Records supplied: Begin

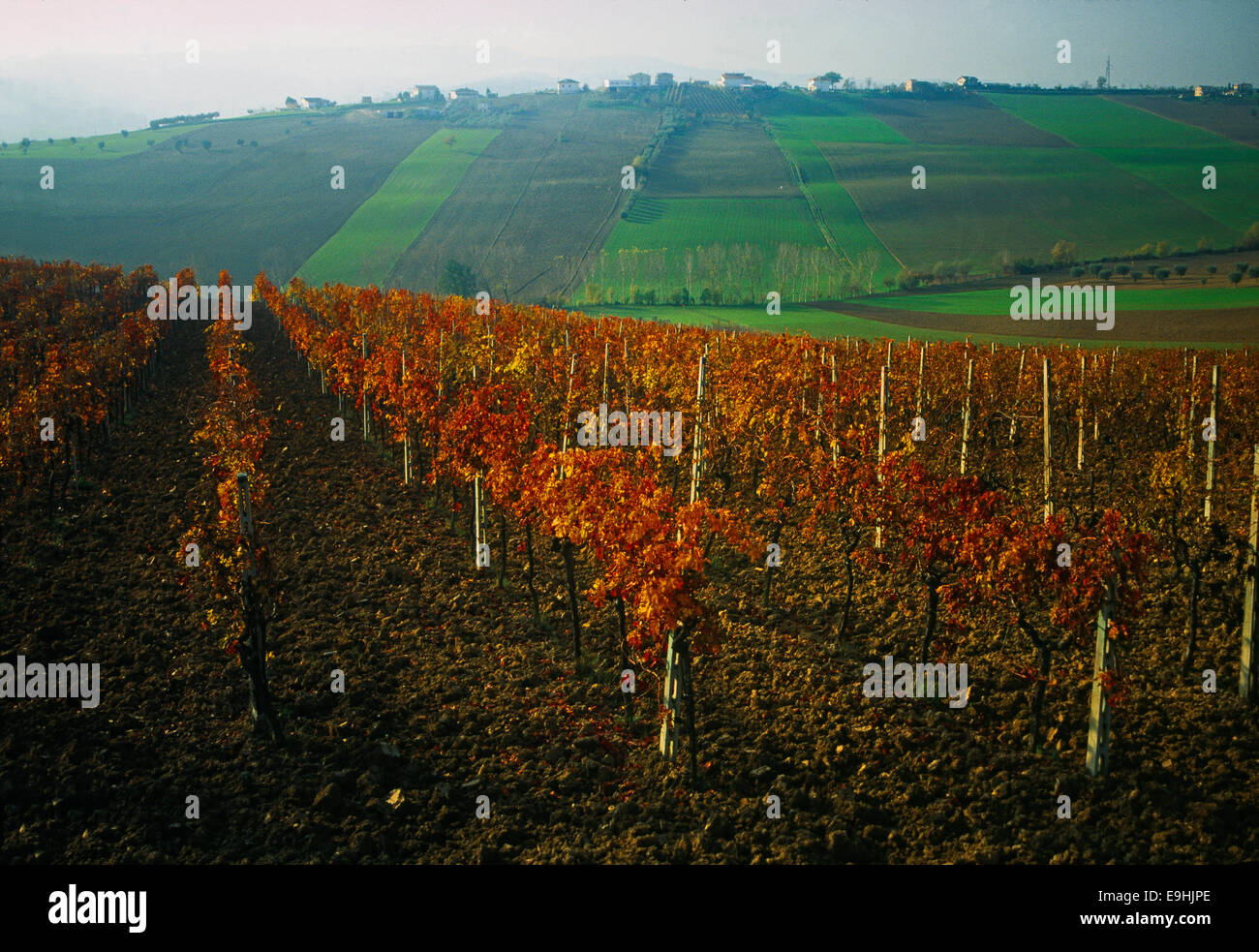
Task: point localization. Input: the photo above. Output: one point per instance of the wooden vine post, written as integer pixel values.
(364, 385)
(406, 436)
(1098, 758)
(1079, 415)
(253, 649)
(678, 654)
(1245, 687)
(566, 545)
(1049, 441)
(882, 441)
(1014, 412)
(966, 412)
(1210, 444)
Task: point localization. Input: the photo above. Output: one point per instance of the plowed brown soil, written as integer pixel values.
(451, 694)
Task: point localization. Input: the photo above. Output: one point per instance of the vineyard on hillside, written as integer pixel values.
(613, 590)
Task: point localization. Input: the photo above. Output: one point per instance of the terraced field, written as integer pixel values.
(1170, 155)
(985, 202)
(1232, 117)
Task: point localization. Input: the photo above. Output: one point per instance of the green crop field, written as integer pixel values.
(243, 208)
(537, 205)
(368, 246)
(836, 129)
(1167, 154)
(982, 202)
(834, 202)
(966, 121)
(692, 222)
(1233, 117)
(728, 158)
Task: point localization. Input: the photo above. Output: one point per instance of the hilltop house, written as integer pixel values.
(739, 80)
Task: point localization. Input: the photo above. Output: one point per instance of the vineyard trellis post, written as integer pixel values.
(678, 654)
(1247, 619)
(1098, 758)
(966, 412)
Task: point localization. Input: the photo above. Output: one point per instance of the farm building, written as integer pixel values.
(739, 80)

Records supplied: End

> [Work to be completed]: All of the material must be given again exactly, though no picture may appear in the copy.

> [Exercise answer]:
Task: point localization. Input: the photo above. Output: one point per instance of the wooden vine post, written as integer pixel values.
(364, 385)
(406, 436)
(1098, 758)
(1079, 415)
(253, 649)
(678, 654)
(1245, 687)
(566, 545)
(1049, 441)
(882, 441)
(1014, 412)
(966, 412)
(1210, 444)
Task: point localization. Input: the photo above. Output: one point per instance of the plowed brown soil, written as integer pixel values.
(451, 694)
Task: point localization. Input: the photo above. Output: one point per instance of the vineyard on hillside, written as integer pixel values.
(613, 590)
Task: point localization. Input: the photo above. Output: one point per instance of the terraced field, written as integer pixel values.
(1170, 155)
(985, 202)
(1232, 117)
Task: point localization. Input: the photo above. Output: one point per instance of the green crop field, written as integer pixel values.
(243, 208)
(537, 205)
(368, 246)
(836, 129)
(1167, 154)
(982, 202)
(834, 202)
(966, 121)
(692, 222)
(1233, 117)
(728, 158)
Task: point localization. Input: the photo above. Output: one point per instance of the hilltop house, written as integer pixel values.
(739, 80)
Task: point localization. Input: the photo above. Output: one point per instance of the vineyard trellis post, written as integer pixel values.
(678, 654)
(1247, 619)
(1098, 758)
(966, 412)
Task: point localization. Input: the photo above. Output: one point per instance of the farm building, written as integer pixel values.
(739, 80)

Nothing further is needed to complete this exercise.